You can understand NHL Commissioner Gary Bettman’s dilemma. For most leagues, tradition is good, change is bad. For most sponsors, it’s the league’s traditions, entrenched images and valuable reputations that sponsors want linked to their brands. But Bettman now faces two sponsors demanding that hockey break with the most violent of its traditions, and the accompanying danger of appearing to bow to sponsor demands.

Indeed, while fans may like hockey fights, even as they read that “enforcers” like Bob Probert might have died prematurely from taking too many fists to the face, the interest of a sponsor is quite different. Sponsors seek to sell their products and services via an association with a league/sport/team/player that provides idealized images that the sponsor’s customers and potential customers might buy into.

For Bettman, the potential loss of one or two club sponsors can’t be taken lightly. What if that thinking spread? What if some of the big league sponsors considered using their leverage to protect their investments? Consider the recent Molson Coors sponsorship of the NHL. That’s reportedly worth $475 million to a league where every dollar counts.

Location identification lines:

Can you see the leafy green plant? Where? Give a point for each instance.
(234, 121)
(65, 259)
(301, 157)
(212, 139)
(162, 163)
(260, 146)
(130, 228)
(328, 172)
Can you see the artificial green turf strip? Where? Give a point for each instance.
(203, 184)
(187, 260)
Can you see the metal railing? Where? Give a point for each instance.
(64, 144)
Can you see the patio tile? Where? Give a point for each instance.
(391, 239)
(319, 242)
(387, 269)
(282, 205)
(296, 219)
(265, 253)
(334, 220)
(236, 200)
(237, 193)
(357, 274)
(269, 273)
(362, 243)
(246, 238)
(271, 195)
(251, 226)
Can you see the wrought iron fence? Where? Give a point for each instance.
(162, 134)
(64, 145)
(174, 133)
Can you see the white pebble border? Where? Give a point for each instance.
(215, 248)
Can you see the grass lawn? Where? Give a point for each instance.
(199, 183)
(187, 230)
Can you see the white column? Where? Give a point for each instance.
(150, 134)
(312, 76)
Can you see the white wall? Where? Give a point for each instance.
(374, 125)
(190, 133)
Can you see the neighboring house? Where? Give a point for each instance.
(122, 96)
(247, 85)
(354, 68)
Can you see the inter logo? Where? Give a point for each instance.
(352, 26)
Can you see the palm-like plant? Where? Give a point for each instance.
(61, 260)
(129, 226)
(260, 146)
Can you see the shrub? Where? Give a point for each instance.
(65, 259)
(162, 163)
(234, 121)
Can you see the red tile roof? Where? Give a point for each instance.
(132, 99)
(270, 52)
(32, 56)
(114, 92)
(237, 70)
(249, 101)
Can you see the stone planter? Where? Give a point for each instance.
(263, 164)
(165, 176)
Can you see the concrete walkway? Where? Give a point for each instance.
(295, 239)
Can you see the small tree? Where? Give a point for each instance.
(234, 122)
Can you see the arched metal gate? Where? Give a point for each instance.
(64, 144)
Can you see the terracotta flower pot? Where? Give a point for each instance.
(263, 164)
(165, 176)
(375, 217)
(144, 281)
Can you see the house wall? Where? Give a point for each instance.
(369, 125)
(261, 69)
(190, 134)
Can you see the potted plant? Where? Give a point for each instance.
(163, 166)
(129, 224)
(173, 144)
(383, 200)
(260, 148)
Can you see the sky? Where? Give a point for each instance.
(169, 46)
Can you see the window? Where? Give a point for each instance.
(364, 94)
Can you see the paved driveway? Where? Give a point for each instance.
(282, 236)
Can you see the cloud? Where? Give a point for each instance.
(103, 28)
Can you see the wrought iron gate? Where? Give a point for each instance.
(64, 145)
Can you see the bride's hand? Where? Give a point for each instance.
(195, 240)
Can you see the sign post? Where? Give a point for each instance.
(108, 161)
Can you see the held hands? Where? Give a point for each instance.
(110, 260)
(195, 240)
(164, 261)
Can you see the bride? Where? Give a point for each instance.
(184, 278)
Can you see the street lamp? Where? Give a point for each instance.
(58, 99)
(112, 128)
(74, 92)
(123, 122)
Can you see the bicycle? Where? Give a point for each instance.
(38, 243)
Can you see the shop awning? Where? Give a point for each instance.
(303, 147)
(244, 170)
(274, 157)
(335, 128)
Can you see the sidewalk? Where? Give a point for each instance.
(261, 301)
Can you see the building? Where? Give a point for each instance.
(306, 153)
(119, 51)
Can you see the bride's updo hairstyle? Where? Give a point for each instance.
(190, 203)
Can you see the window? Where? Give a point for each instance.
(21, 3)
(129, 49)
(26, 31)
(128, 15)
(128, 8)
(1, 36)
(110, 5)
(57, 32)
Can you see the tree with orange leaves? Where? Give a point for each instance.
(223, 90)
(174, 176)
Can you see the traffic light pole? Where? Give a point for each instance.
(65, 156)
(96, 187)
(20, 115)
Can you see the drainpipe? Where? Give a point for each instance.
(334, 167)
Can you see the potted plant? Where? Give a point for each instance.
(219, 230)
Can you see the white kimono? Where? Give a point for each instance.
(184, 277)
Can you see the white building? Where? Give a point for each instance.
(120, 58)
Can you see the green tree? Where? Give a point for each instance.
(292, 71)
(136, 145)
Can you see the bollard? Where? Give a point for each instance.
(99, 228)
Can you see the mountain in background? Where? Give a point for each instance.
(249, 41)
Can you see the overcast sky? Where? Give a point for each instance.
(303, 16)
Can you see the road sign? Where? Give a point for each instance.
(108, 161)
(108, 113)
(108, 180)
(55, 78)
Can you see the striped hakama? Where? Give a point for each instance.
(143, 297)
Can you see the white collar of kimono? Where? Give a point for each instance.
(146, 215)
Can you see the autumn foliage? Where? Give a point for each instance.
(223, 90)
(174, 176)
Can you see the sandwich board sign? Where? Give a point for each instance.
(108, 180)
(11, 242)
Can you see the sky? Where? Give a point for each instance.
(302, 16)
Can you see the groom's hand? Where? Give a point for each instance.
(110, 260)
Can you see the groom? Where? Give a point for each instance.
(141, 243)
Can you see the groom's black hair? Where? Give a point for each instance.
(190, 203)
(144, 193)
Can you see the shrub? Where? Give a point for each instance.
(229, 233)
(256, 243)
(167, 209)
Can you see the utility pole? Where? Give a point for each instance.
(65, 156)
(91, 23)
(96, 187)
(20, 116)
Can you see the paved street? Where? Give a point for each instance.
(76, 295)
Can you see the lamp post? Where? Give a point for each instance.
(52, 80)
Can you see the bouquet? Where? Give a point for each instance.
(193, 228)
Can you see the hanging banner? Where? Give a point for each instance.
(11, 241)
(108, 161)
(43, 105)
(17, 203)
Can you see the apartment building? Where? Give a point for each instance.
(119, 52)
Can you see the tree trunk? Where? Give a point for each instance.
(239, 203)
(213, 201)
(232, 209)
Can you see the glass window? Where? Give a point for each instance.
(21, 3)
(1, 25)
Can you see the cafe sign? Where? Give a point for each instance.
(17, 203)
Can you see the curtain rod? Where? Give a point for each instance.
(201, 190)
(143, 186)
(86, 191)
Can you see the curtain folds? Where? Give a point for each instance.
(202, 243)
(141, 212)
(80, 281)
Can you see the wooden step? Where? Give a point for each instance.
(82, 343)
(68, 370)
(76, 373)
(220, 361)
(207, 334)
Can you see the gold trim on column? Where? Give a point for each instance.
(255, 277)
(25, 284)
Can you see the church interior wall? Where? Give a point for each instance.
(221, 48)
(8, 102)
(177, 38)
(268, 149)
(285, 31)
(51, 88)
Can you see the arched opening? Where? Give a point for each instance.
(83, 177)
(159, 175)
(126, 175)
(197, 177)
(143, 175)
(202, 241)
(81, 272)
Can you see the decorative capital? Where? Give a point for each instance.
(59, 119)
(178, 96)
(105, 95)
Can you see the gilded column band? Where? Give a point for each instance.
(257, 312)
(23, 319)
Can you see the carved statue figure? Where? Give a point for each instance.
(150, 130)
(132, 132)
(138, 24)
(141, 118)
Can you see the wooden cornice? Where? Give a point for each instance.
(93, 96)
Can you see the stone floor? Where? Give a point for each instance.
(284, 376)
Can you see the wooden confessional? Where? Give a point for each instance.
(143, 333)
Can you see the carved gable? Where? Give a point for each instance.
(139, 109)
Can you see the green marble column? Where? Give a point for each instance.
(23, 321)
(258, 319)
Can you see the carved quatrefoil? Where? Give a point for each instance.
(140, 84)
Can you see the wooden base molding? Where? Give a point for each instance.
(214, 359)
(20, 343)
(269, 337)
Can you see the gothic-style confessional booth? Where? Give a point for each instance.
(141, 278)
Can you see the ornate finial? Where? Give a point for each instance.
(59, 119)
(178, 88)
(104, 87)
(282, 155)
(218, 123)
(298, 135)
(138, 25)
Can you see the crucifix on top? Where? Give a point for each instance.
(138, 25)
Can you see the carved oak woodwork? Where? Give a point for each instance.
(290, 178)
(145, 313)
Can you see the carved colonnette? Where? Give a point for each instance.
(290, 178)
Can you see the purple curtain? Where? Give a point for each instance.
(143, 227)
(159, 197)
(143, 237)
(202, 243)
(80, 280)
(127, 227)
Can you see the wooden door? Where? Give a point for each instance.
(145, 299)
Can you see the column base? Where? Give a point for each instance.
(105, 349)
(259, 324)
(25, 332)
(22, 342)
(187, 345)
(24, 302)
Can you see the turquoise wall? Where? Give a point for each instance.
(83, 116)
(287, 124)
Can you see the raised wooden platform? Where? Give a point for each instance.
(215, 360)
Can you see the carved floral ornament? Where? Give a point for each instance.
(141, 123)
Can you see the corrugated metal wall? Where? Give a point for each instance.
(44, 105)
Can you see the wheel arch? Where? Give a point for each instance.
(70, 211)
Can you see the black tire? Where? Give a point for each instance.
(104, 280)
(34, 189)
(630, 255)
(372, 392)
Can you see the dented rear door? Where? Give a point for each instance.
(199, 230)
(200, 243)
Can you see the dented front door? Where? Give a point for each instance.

▶ _Exercises_:
(A) According to the hockey sponsorship passage, why can't Bettman take the possible loss of one or two club sponsors lightly?
(B) Write out the stretch of the hockey sponsorship passage from "For Bettman, the" through "every dollar counts.", word for word.

▶ _Responses to the tasks_:
(A) That thinking could spread, and big league sponsors might use their leverage to protect their investments. The Molson Coors deal alone is reportedly worth $475 million to a league where every dollar counts.

(B)
For Bettman, the potential loss of one or two club sponsors can’t be taken lightly. What if that thinking spread? What if some of the big league sponsors considered using their leverage to protect their investments? Consider the recent Molson Coors sponsorship of the NHL. That’s reportedly worth $475 million to a league where every dollar counts.